*SET TASKS*.
1) Render the entries as a Markdown table with the columns Row and Line, starting at the line containing "blue banner bar." and ending at the line containing "[0,102,419,216]". Number the rows and leave out blank lines.
2) Write the next part of the passage on the Bikol word talápis for a blanket worn around the waist.

*EXTRACT PROVIDED*.
◇ ◇ ◇ ◇ ◇ ◇ ◇
One of the ways of wearing a blanket as an item of clothing was to wrap it around the waist and letting it hang so that it covers the legs. This is referred to as talápis, a term which is clearly related to the general term for a wrap-around skirt, tápis (see Section 7(i)). What we have here is the root form, tápis and an infix of the form -al-. This is an affix identifiable in Bikol, although fossilised and restricted to a limited number of clearly related pairs of words. One of these pairs, bakbák / balakbák was identified in Section 1(ii)) and further pairs are identified in Mintz, 'The Fossilised Affixes of Bikol'.
◇ ◇ ◇ ◇ ◇ ◇ ◇
*DATA SECTION*.
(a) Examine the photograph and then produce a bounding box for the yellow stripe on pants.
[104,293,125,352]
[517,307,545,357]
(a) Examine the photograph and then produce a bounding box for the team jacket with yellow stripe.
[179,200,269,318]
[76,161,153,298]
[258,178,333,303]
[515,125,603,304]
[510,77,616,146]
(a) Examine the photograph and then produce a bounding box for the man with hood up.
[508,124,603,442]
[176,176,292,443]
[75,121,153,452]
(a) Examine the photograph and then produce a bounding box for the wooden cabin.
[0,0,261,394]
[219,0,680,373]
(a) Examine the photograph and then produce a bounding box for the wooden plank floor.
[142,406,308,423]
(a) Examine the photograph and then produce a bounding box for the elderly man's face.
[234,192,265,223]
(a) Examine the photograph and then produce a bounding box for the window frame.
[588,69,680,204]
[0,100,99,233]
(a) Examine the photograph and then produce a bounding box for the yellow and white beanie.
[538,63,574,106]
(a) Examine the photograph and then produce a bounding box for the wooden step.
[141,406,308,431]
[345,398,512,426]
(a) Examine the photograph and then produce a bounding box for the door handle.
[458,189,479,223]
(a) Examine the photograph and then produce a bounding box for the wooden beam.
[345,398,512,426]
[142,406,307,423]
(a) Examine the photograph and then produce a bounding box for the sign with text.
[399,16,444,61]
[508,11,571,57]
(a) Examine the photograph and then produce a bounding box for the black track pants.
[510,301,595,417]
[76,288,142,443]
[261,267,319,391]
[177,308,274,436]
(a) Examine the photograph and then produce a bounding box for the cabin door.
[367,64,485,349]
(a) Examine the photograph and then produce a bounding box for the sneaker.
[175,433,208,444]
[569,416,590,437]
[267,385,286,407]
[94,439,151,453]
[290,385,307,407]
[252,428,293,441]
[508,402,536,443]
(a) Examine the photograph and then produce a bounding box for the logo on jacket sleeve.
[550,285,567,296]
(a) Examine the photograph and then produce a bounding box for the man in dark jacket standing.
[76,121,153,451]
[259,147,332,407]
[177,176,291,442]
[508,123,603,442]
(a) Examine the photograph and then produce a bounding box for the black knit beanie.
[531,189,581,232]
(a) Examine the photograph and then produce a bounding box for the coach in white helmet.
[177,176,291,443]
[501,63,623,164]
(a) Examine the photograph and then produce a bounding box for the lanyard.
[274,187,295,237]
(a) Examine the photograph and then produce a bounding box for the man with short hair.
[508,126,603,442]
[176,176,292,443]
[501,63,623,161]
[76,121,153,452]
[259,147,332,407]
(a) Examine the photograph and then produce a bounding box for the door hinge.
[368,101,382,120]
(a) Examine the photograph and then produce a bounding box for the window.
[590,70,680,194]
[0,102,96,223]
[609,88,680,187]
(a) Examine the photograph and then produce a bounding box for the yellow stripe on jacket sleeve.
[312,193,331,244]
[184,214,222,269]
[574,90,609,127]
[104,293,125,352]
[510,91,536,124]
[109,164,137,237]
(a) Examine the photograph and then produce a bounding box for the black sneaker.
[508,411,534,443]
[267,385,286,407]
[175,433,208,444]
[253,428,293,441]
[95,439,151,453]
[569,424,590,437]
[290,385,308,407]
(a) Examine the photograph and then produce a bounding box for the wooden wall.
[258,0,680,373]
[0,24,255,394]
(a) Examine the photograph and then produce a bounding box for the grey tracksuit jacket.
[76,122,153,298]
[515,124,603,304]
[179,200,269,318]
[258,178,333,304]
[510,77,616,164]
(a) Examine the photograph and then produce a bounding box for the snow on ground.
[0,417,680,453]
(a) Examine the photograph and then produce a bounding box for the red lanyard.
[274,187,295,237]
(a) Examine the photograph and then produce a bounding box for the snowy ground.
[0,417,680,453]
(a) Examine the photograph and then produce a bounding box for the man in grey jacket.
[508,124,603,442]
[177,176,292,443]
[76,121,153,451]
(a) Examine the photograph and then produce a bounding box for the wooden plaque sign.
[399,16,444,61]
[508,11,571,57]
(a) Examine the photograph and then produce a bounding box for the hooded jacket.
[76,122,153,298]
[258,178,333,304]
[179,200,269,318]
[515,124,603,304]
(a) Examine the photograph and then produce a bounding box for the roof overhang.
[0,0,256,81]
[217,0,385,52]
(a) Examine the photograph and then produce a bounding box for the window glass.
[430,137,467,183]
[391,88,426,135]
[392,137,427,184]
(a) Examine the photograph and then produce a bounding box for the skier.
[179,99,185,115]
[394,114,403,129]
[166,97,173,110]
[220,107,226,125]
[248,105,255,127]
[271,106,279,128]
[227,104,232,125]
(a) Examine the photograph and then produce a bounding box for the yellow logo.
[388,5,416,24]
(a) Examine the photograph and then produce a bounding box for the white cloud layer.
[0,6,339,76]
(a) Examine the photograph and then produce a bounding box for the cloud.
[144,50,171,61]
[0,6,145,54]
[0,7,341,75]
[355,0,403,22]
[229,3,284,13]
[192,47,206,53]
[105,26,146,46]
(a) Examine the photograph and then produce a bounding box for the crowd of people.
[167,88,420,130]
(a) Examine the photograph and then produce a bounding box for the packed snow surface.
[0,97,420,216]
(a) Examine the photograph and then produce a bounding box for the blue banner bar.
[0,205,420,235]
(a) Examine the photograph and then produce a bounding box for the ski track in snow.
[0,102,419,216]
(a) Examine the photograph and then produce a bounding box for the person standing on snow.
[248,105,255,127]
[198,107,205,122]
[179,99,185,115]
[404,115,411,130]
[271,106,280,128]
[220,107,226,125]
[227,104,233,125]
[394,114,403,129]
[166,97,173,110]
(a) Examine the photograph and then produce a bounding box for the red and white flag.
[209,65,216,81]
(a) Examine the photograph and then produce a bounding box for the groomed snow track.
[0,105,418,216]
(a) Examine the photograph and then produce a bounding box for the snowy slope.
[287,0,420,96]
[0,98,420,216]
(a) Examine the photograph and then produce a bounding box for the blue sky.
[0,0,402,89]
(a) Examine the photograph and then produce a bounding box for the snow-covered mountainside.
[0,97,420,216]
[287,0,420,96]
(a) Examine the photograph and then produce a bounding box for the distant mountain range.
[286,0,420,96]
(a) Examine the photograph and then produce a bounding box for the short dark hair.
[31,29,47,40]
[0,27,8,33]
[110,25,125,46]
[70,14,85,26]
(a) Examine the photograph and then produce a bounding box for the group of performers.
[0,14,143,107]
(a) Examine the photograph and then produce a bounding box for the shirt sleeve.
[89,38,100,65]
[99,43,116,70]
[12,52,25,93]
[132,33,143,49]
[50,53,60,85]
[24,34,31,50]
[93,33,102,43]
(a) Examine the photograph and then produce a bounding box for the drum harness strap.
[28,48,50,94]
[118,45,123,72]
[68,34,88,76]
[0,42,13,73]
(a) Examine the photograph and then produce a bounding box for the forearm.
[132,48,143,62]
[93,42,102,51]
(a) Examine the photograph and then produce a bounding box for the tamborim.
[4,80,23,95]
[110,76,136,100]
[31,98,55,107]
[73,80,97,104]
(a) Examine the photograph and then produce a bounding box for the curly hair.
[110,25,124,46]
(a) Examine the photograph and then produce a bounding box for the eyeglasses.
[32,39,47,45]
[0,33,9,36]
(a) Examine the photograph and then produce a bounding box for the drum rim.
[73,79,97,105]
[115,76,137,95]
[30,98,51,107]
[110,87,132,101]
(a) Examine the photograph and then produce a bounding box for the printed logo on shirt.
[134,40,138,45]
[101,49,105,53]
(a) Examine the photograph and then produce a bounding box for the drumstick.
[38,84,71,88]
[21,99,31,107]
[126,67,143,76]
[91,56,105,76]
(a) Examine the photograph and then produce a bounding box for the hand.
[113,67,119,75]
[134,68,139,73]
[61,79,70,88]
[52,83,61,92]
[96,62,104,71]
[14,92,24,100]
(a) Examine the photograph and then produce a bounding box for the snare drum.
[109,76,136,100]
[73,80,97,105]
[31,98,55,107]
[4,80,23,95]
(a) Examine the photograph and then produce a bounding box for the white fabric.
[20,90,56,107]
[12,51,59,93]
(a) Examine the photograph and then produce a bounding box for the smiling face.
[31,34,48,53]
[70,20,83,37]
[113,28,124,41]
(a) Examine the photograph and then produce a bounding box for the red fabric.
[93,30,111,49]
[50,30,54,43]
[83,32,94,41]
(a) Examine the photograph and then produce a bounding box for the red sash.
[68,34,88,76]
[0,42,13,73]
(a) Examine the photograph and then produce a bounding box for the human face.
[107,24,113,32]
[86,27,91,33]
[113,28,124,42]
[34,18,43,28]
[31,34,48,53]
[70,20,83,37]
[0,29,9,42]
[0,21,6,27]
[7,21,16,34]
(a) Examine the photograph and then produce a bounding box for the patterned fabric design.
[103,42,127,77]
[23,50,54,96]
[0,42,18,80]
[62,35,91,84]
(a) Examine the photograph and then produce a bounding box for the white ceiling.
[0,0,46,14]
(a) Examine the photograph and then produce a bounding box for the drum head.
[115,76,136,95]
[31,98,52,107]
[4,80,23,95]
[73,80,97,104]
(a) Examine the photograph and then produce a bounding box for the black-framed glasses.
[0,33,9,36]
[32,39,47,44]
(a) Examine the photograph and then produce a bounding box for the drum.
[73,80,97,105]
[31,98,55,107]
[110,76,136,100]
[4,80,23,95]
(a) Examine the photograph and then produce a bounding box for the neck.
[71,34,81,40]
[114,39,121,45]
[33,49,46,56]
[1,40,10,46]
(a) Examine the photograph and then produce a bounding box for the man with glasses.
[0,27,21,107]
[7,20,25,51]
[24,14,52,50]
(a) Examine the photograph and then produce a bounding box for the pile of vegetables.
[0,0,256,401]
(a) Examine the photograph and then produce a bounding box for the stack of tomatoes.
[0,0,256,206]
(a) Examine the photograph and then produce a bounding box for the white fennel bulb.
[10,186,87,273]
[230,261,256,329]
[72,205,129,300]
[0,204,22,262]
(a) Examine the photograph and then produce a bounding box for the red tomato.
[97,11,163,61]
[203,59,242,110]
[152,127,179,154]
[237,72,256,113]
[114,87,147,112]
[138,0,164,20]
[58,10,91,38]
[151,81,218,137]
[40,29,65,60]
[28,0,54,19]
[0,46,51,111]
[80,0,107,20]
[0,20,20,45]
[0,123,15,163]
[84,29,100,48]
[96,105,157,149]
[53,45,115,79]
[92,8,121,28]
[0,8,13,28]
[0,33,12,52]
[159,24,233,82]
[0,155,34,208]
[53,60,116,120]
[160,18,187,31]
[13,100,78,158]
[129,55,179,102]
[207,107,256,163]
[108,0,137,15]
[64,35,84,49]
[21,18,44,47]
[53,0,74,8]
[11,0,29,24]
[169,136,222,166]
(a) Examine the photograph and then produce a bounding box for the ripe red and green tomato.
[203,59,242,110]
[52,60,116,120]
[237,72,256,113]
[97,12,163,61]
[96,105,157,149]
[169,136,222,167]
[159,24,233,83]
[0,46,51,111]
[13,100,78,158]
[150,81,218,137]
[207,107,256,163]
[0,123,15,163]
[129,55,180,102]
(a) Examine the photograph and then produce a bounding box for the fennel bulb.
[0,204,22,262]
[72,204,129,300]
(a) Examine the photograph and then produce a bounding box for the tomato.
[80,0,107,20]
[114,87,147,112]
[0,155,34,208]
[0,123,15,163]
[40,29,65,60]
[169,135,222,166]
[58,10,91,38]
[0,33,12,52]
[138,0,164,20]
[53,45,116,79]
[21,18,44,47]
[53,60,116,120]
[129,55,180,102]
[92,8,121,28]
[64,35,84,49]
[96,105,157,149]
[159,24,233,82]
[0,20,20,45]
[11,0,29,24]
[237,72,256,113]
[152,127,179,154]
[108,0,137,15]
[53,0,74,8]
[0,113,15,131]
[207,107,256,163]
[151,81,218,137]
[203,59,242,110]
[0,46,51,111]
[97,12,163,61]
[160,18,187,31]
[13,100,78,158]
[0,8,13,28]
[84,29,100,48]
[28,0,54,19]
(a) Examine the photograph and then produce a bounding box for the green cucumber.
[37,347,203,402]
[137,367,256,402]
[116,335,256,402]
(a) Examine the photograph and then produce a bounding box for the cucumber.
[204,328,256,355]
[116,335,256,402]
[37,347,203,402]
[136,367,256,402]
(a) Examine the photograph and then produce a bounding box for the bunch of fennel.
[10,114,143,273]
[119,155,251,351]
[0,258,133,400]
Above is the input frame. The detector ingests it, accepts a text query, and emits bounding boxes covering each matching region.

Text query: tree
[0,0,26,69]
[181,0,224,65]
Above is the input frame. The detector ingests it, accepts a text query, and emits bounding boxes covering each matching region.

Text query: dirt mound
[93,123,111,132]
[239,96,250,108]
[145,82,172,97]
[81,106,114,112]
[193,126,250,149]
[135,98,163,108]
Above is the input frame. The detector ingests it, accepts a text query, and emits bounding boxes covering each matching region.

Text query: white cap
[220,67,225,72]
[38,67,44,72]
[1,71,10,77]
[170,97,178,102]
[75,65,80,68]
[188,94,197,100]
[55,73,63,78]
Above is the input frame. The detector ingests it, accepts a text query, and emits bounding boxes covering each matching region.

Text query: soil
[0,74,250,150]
◇ ◇ ◇ ◇ ◇ ◇ ◇
*RESULTS*.
1)
| Row | Line |
|---|---|
| 1 | (a) Examine the photograph and then produce a bounding box for the blue banner bar. |
| 2 | [0,205,420,235] |
| 3 | (a) Examine the photograph and then produce a bounding box for the ski track in snow. |
| 4 | [0,102,419,216] |

2)
This infix, -al-, is also found in Tagalog and Cebuano. It is described as part of a set of related affixes in which the -l- is fixed, but the vowel is always a copy of the initial vowel of the root. In other words, the three possible forms are -al-, -il- and -ul- or -ol-. Early grammars describe the forms as -la-, -li- and -lu- or -lo-. Encarnacion, who only cites -li- and -lo- (not -la-) indicates that the infix is associated with adjectives and verbs and shows frequency of use or action. For Tagalog, the affix generally goes unrecognised as such, and is taken as part of the root. With regard to meaning, there is generally little or no difference between the affixed and unaffixed forms.
This infix is also found in Malay, represented as -əl-, but as with Tagalog it is fossilised and no longer productive. In general it created verbs, but the affixed form is now rarely distinguishable from the unaffixed root.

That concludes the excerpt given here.